• FRAGMENTO:

Alfredo Jaar y el espectador

PCV. — El siguiente artículo fue escrito hace un par de años, cuando las instalaciones del artista chileno Alfredo Jaar se hicieron presentes en Santiago por partida triple, a saber: en la Sala de Arte del edificio corporativo de Telefónica, en la Galería Gabriela Mistral y en la pantalla gigante del Paseo Ahumada. Con algunas correcciones, presentamos lo escrito en esa oportunidad.

La celda infinita

En su momento, el crítico de arte Waldemar Sommer apuntó que las obras de Jaar, «con su sencillez e imaginería directa, estimulan los sentimientos de los espectadores. Y entretienen»[1]. Los asistentes participan de sus instalaciones. Sin público, éstas carecen de sentido. ¿Se pierde el aura de la obra de arte por esto? ¿Deben ser las instalaciones de este artista exclusividad del juicio de unos pocos -léase elite intelectual y económica-, destinados celestialmente para tal efecto? ¿Debemos acoger los reclamos que alguna vez hiciera Walter Benjamin ante la masificación y reproducción del arte?

En absoluto. Con emotivas instalaciones físicas y fotografías descontextualizadas a propósito, el trabajo de Jaar invita a la mayor cantidad de gente. No se opone ni discrimina. Requiere, necesariamente, que el espectador se adueñe de su obra, que se sumerja en ella, que sienta las mociones interiores y juzgue su criterio.

• TAREAS POR REALIZAR:
1. ¿Qué crítico de arte se cita en el artículo sobre Alfredo Jaar?
2. Extrae del artículo sobre Alfredo Jaar el pasaje que empieza con "PCV. — El siguiente" y sigue hasta "en esa oportunidad.".
3. Continúa el artículo sobre Alfredo Jaar a partir del punto en que termina.
El listado no tiene ningún papel en esto.

• DATOS DE ORIGEN:
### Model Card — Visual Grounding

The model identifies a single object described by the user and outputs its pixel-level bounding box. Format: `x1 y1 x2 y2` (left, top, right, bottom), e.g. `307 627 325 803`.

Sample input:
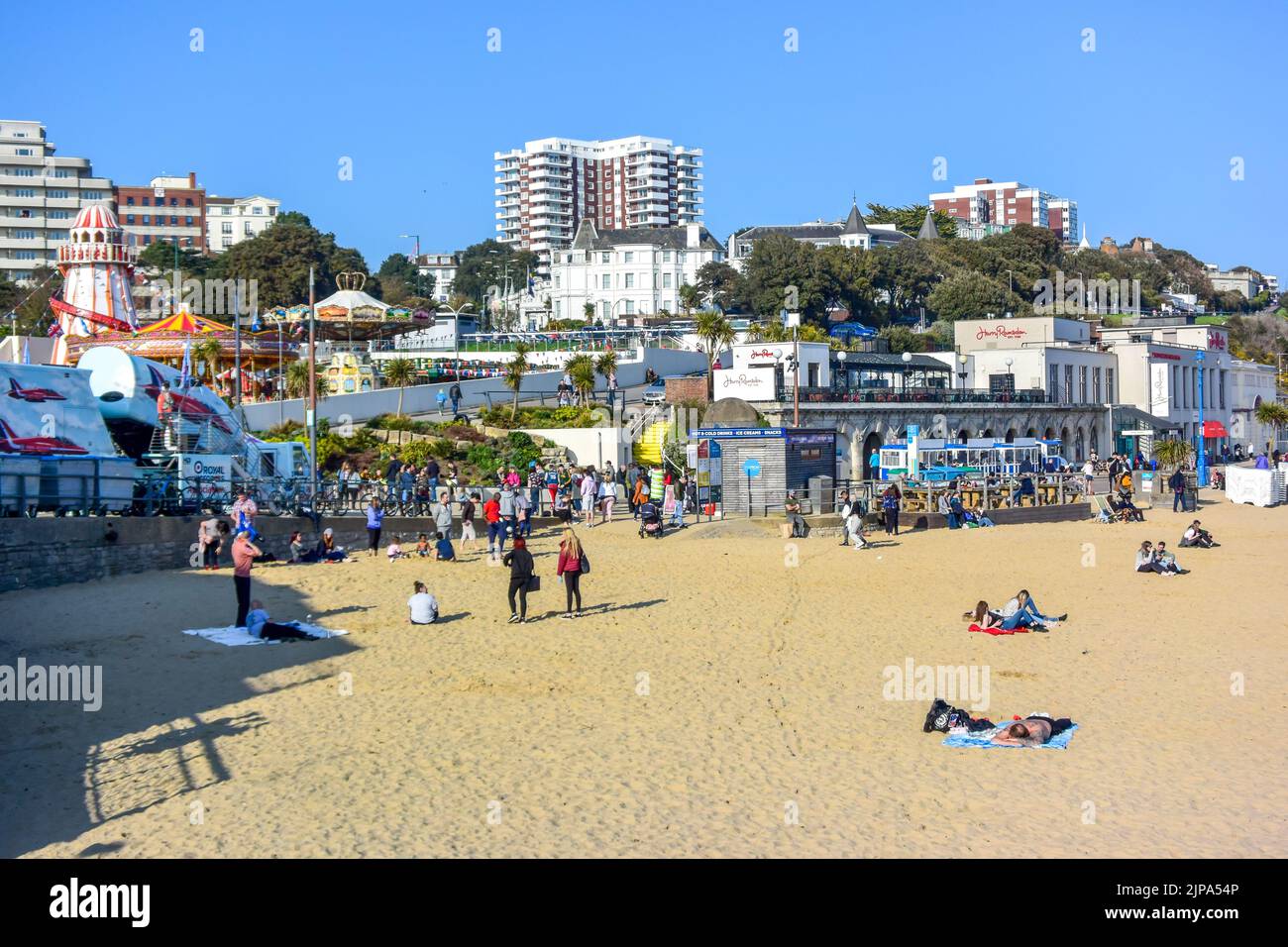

• RESPUESTAS POR TAREA:
1. Waldemar Sommer.

2.
PCV. — El siguiente artículo fue escrito hace un par de años, cuando las instalaciones del artista chileno Alfredo Jaar se hicieron presentes en Santiago por partida triple, a saber: en la Sala de Arte del edificio corporativo de Telefónica, en la Galería Gabriela Mistral y en la pantalla gigante del Paseo Ahumada. Con algunas correcciones, presentamos lo escrito en esa oportunidad.

3.
La Celda infinita (2004) -aunque por el momento en que la vi, acompañado por un grupo de bulliciosos escolares, la habría titulado Los pingüinos enclaustrados– invita a entrar en ella y admirar el impacto de quienes sufren el encierro. Y al tiempo que se multiplican los barrotes hasta el horizonte visual-gracias al juego de espejos-, también lo hacen sus moradores incautos quienes, hacinados en ese cubo, potencian el efecto inicial.

Esta celda es la antítesis del panóptico de Jeremy Bentham, toda vez que la primera es la imposibilidad de recurrir con la mirada a todos los espacios y la segunda es la utopía -ya concretada socialmente de acuerdo a Foucault- del ojo omnipresente que todo lo sabe y todo lo ve. Los dos son diseños siniestros: para quien vigila, en la creación de Jaar, y para quien es vigilado, en el diseño de Bentham.

En términos metafóricos, presenciar la Celda infinita se asemeja a la siguiente situación:

Quiso avanzar, tropezó con una pared invisible. Quiso retroceder, le pasó lo mismo. Palpó arriba, abajo, a los costados: estaba encerrado en una jaula de cristal. Dio golpes sin perder nunca las esperanzas, insistió una y otra vez en el mismo sitio, hasta que sintió un crujido y pudo atravesar la superficie fría con el puño. Se abrió paso y, por fin, salió al exterior. Avanzó feliz, sonriente, libre, pero se dio un frentazo contra una pared invisible. ¡Estaba dentro de una jaula mayor! Pensó, consolándose: «¡Por lo menos es más grande y está creciendo! ¡Crecerá tanto que un día desaparecerá! Pero la jaula no crecía: el señor iba empequeñeciendo[2].

Ésta contradicción vital, relatada por Alejandro Jodorowsky, reúne la ingenuidad humana y engloba los propósitos de Jaar al colocar una celda con muros tapizados de espejos. A medida que el espectador se sitúa en sus instalaciones, éste logra dirigirlos -física y emocionalmente- a donde quiere.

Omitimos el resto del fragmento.